## About this exercise
Repeat all the records, precisely as given.

#### Given entries ####

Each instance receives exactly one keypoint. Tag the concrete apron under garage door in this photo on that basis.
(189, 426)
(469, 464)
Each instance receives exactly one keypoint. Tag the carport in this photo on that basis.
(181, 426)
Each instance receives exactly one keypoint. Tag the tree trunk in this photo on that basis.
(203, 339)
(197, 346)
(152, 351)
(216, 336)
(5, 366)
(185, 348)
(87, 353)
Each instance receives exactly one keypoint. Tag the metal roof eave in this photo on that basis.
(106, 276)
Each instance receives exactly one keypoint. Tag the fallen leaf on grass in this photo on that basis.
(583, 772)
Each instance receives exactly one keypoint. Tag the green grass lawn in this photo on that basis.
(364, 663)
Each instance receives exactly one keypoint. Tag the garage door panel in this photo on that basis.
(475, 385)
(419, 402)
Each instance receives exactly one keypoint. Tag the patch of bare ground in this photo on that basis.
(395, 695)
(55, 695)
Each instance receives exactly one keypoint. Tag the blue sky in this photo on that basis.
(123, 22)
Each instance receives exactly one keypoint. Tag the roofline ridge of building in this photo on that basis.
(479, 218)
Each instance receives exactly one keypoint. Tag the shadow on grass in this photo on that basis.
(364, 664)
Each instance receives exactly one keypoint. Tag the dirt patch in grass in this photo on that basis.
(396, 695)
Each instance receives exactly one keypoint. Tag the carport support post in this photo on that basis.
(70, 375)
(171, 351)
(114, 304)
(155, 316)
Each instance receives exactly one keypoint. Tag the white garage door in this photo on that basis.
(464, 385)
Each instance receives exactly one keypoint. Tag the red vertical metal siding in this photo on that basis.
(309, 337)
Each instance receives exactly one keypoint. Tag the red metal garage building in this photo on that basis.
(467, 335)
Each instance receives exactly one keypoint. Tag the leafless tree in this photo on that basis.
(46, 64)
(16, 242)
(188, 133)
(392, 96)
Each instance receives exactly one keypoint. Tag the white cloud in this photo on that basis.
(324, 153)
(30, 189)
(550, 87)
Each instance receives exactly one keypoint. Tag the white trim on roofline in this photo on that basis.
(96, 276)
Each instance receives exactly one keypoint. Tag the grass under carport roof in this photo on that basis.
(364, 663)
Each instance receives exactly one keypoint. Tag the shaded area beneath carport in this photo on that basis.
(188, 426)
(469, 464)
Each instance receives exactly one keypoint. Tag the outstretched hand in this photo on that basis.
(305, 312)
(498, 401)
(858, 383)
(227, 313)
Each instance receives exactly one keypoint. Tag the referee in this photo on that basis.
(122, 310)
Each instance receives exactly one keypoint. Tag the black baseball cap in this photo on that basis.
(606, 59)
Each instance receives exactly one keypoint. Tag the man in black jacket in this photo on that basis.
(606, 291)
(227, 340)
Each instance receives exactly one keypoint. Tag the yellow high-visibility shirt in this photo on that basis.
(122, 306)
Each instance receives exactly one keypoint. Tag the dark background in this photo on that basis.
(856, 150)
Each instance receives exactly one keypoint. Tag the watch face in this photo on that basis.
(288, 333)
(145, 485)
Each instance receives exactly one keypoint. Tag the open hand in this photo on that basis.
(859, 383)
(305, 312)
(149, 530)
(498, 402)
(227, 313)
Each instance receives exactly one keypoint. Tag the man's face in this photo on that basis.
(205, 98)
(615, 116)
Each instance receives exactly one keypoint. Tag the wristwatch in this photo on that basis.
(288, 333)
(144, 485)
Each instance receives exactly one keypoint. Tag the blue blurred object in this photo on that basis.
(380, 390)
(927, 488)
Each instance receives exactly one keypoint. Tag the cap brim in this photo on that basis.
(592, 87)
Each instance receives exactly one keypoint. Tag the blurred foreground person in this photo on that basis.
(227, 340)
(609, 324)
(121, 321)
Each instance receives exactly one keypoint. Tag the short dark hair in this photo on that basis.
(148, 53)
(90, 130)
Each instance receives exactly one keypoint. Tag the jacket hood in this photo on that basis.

####

## Expected output
Each instance receives exactly one keypoint. Tag the concrete apron under garage door in this photo on that basis.
(189, 426)
(469, 464)
Each instance receives exactly one keypoint. Tag the carport in this photo on that basis.
(181, 426)
Each instance receives exactly one keypoint. Tag the tree trunk in this photo on that basis.
(203, 339)
(197, 346)
(152, 351)
(216, 336)
(5, 366)
(185, 348)
(87, 353)
Each instance receives exactly one keypoint. Tag the metal roof eave in this photo on that basis.
(106, 276)
Each instance receives exactly one keypoint. Tag the fallen leaf on grass in this photo on that basis.
(583, 772)
Each instance receives exactly one keypoint. Tag the green grass lawn in this photo on that basis.
(364, 663)
Each instance receives exactly one keypoint. Tag the garage door panel in this photo on that basis.
(475, 385)
(419, 402)
Each instance receives exactly one keypoint. Tag the patch of bare ground in this photo on that basis.
(395, 695)
(55, 695)
Each instance receives exactly one keypoint. Tag the blue sky in this photo on that basis.
(123, 22)
Each instance receives exactly one keypoint. Tag the roofline ridge of building in this photo on that basis.
(479, 218)
Each instance receives exactly one keypoint. Tag the shadow on grass in this photo on that basis.
(364, 664)
Each instance receives exactly one keypoint. Tag the dirt patch in grass in this photo on that basis.
(396, 695)
Each instance receives exactly one keypoint. Tag the carport support post in this photo on that basis.
(70, 375)
(171, 351)
(114, 304)
(155, 316)
Each instance receives exactly one keypoint. Tag the white garage door in this photo on that basis.
(464, 385)
Each instance receives exactly one keypoint. Tag the red vertical metal siding in this photo on that basis.
(309, 337)
Each instance receives exactly one keypoint. Tag the red metal garage building in this photo on that basis.
(467, 335)
Each instance receives exactly one keypoint. Tag the leafless tree in this photo on that basis.
(46, 64)
(16, 242)
(188, 133)
(392, 96)
Each instance receives exactly one keypoint. Tag the white cloud in this photo on that basis.
(324, 153)
(30, 189)
(550, 87)
Each instance receives exactly one keypoint. Tag the white trim on roofline in this photo on that basis.
(96, 276)
Each instance receives exactly one keypoint. Tag the grass under carport roof in this photo on that basis.
(364, 663)
Each instance receives exactly one keypoint. Tag the shaded area beneath carport in this photo on that basis.
(188, 426)
(469, 464)
Each instance receives exactly one keypoint. Tag the outstretched hand in this photo on that basis.
(305, 312)
(498, 401)
(858, 383)
(227, 313)
Each instance receives exactly one keypoint. Tag the referee in this photo on that basis.
(122, 310)
Each instance receives exactly one keypoint. Tag the black baseball cap in this photo on that basis.
(606, 59)
Each instance receives exactly one keypoint. Tag the man in black jacket in this photo on that basis.
(606, 291)
(227, 340)
Each instance receives exactly one keypoint. Tag the yellow high-visibility shirt in this photo on that basis.
(122, 306)
Each instance receives exactly one keypoint. Tag the dark background in this photo on that basis.
(856, 150)
Each instance receives exactly one keypoint. Tag the watch face in this photo on that basis.
(288, 333)
(145, 485)
Each instance receives exactly one keypoint. Tag the open hand in this photo on that basis.
(859, 383)
(305, 312)
(149, 530)
(498, 402)
(227, 313)
Each instance receives exactly one keypoint. Tag the man's face in this photo on that basis.
(205, 98)
(615, 116)
Each instance receives exactly one keypoint. Tag the wristwatch in this photo on that basis.
(288, 333)
(144, 485)
Each instance receives exactly one keypoint. Tag the blue blurred object in this photo on that basis.
(380, 390)
(927, 488)
Each instance receives exactly one keypoint. Tag the cap brim in this photo on that basis.
(592, 87)
Each instance receives exactly one keypoint. Tag the blurred foreground person in this photo on that basis.
(227, 340)
(609, 324)
(121, 321)
Each instance receives exactly one keypoint. Tag the short dark hair in this photo on that basis.
(148, 53)
(90, 130)
Each instance receives exactly one keypoint. Tag the jacket hood in this photo on that basis.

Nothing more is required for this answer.